= Set exercise =
Copy out the lines of the material from the one containing "tree, I would be grateful." through the end, swapping "outline" for "boundary" and changing nothing else.

= Supplied material =
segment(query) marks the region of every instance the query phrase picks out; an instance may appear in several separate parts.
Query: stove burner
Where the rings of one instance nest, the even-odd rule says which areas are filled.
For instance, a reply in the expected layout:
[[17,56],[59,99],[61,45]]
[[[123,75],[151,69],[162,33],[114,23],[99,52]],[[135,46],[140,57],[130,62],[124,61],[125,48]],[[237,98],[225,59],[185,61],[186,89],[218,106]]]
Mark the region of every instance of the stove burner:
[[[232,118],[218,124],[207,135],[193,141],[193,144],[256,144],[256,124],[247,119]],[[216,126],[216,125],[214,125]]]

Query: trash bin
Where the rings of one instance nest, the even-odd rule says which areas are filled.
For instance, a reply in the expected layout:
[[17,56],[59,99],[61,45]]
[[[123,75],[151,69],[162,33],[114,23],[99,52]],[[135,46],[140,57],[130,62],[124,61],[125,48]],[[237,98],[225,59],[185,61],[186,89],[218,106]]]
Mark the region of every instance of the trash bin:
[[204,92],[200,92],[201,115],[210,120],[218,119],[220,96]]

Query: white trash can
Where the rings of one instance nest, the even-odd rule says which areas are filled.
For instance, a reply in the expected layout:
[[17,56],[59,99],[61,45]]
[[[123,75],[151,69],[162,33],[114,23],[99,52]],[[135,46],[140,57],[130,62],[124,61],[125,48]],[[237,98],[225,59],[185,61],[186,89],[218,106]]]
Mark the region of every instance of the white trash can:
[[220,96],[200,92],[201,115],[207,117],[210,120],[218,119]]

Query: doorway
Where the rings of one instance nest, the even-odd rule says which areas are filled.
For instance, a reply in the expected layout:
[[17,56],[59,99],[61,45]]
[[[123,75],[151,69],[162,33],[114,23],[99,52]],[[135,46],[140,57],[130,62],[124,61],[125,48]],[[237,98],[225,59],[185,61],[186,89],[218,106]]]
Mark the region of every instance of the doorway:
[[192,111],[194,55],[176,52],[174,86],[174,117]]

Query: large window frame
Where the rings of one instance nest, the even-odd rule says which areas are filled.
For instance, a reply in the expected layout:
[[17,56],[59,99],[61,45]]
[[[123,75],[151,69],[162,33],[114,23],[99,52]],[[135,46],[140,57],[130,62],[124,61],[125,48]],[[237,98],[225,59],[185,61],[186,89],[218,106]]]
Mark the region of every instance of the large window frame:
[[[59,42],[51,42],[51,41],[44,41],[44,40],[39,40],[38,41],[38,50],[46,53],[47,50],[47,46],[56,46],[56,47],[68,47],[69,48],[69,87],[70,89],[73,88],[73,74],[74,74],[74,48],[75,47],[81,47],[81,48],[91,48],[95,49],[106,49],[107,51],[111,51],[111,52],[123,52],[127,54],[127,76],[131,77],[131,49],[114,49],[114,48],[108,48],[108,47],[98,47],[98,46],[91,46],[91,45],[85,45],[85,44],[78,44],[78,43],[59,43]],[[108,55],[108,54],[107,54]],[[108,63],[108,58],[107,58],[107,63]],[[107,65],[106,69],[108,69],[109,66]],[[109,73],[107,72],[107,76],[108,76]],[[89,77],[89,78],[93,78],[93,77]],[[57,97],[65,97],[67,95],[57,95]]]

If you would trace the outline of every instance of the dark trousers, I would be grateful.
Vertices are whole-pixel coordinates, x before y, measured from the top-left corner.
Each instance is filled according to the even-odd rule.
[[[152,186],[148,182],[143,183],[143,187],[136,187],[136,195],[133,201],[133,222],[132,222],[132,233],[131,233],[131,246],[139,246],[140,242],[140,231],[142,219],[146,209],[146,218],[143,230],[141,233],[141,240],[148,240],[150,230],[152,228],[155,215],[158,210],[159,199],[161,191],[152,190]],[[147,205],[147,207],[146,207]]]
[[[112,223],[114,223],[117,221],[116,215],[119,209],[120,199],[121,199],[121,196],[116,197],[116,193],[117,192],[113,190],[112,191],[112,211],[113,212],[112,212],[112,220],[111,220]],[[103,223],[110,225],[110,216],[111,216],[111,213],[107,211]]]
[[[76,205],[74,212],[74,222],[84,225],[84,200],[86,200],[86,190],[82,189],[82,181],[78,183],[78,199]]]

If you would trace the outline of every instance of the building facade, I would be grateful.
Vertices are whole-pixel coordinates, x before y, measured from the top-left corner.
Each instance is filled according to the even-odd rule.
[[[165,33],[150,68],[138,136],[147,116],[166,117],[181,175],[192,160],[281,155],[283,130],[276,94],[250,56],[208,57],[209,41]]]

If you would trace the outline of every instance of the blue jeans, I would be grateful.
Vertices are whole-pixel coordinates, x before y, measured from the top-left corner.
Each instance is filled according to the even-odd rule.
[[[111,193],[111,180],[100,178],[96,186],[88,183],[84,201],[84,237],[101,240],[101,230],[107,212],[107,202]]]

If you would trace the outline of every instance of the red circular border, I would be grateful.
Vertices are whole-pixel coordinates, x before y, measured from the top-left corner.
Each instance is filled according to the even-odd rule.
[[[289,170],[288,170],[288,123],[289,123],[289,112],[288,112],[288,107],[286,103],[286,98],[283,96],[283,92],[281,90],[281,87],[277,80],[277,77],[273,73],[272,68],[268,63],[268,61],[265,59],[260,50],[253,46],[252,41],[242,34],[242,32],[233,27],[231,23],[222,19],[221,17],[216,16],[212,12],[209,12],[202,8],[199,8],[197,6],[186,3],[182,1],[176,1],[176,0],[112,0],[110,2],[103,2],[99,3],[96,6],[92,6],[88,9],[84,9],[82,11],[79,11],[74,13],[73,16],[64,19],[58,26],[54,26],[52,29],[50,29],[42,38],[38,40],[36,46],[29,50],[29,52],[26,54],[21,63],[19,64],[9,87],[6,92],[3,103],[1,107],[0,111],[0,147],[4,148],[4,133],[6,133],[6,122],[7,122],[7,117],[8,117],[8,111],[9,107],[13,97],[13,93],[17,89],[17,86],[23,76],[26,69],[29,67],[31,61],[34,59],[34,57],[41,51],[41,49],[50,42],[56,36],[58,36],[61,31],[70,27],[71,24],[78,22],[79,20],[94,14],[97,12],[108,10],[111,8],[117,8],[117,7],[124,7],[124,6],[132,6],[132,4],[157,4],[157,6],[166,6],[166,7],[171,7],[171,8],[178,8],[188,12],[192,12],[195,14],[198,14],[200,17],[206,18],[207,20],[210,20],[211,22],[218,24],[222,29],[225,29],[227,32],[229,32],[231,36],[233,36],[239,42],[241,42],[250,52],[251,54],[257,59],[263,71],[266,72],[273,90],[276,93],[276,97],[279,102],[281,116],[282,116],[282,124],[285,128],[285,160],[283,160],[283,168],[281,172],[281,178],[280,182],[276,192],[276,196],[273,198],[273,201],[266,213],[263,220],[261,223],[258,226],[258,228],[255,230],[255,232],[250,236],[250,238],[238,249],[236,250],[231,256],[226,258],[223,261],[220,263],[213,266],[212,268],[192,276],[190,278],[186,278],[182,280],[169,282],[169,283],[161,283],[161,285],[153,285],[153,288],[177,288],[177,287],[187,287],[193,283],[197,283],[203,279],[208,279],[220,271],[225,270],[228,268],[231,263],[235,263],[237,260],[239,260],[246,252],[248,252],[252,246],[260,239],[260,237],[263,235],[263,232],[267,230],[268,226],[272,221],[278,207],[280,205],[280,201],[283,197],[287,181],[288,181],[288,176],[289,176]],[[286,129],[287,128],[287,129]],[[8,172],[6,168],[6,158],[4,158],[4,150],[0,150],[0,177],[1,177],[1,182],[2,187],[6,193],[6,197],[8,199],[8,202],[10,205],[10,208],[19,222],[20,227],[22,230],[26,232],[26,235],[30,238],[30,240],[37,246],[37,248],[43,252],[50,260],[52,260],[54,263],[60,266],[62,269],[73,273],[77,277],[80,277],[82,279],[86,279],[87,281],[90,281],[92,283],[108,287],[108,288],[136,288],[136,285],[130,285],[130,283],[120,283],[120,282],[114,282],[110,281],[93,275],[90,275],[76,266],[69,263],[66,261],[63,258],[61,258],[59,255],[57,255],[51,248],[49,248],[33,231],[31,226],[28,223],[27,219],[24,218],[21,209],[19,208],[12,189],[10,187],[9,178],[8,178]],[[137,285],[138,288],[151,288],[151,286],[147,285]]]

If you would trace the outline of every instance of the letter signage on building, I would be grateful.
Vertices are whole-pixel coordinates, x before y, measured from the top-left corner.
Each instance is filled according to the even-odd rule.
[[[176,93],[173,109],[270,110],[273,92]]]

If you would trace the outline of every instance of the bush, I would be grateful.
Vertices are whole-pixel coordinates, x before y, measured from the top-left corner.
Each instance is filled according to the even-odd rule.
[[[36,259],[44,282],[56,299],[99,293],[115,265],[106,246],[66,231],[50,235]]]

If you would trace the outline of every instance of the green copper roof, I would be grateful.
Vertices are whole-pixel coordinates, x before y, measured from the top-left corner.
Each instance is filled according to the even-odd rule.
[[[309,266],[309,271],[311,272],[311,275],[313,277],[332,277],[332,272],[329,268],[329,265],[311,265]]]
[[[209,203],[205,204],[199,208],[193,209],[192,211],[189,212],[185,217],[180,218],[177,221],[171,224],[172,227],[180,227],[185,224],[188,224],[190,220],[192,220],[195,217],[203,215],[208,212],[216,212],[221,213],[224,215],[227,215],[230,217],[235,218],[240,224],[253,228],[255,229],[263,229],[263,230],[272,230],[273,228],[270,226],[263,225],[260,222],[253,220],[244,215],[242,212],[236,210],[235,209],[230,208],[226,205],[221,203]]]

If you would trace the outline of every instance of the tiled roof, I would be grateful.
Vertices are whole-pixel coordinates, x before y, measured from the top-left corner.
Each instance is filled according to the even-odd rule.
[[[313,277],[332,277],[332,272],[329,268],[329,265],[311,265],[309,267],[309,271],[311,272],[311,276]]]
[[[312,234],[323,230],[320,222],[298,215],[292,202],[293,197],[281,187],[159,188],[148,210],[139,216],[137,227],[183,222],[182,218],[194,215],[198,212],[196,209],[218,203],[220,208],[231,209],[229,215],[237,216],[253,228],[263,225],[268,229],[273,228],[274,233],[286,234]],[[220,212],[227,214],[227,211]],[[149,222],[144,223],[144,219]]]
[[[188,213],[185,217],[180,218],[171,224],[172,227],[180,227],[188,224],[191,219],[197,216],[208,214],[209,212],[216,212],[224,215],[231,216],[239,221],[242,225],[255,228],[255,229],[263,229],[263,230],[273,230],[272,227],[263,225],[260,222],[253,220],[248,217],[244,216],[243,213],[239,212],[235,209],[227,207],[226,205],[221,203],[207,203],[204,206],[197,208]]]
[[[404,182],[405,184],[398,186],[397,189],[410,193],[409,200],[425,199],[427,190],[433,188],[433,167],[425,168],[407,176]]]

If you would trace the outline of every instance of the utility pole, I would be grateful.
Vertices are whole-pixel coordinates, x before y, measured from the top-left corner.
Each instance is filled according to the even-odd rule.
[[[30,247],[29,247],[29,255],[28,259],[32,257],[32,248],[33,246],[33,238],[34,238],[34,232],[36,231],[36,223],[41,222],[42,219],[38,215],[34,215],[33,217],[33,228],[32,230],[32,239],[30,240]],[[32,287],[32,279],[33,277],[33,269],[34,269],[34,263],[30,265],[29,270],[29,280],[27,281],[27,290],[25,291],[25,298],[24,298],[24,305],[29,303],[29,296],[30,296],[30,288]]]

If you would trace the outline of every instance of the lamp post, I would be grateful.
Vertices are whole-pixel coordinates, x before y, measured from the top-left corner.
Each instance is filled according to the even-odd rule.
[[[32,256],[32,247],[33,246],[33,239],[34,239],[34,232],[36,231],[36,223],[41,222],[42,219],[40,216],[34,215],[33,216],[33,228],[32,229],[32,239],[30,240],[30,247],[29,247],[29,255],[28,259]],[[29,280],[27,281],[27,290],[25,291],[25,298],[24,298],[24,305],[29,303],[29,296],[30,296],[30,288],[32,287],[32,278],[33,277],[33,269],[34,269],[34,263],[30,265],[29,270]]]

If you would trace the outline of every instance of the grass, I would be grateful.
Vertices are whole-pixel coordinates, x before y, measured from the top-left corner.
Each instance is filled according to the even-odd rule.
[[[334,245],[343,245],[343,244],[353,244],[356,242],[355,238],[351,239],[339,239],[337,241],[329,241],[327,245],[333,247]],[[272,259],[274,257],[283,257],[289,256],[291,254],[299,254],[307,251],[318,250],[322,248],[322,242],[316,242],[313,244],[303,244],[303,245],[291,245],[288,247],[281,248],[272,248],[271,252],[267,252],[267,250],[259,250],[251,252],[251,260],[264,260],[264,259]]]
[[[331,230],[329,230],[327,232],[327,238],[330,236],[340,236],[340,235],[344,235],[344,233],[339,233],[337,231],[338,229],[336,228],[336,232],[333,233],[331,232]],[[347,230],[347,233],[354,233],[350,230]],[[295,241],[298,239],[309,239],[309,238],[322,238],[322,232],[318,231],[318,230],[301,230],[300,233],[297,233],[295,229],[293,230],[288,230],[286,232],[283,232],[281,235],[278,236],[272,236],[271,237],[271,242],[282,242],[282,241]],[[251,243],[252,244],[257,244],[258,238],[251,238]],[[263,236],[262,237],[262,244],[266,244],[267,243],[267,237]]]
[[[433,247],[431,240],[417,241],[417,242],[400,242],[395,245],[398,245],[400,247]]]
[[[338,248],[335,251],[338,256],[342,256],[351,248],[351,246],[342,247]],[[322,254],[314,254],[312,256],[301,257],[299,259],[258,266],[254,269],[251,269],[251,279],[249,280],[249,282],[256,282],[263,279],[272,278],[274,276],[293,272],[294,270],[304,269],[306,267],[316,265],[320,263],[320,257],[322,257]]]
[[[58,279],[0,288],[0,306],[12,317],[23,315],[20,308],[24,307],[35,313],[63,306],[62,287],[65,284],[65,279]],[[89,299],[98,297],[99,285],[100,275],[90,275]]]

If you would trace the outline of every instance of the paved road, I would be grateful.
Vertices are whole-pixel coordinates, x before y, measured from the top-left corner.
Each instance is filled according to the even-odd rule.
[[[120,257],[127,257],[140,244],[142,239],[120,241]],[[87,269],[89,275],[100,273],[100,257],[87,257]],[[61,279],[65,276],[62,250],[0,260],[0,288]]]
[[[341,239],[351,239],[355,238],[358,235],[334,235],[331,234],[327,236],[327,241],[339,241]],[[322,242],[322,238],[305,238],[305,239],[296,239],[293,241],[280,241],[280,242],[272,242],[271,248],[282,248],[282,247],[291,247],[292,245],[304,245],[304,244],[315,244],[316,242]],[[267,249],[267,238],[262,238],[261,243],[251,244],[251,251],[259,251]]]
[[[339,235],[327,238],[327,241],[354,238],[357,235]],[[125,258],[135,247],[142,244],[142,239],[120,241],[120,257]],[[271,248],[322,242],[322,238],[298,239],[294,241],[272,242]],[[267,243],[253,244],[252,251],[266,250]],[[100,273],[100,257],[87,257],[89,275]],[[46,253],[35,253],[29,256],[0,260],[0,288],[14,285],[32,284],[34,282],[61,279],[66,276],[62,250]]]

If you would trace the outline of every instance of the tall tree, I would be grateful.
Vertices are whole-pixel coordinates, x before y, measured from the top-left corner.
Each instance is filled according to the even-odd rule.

= Answer below =
If you would trace the boundary of every instance of the tall tree, I would be grateful.
Vertices are whole-pixel coordinates, x before y, measured from the top-left corner.
Each instance is filled according to the even-odd rule.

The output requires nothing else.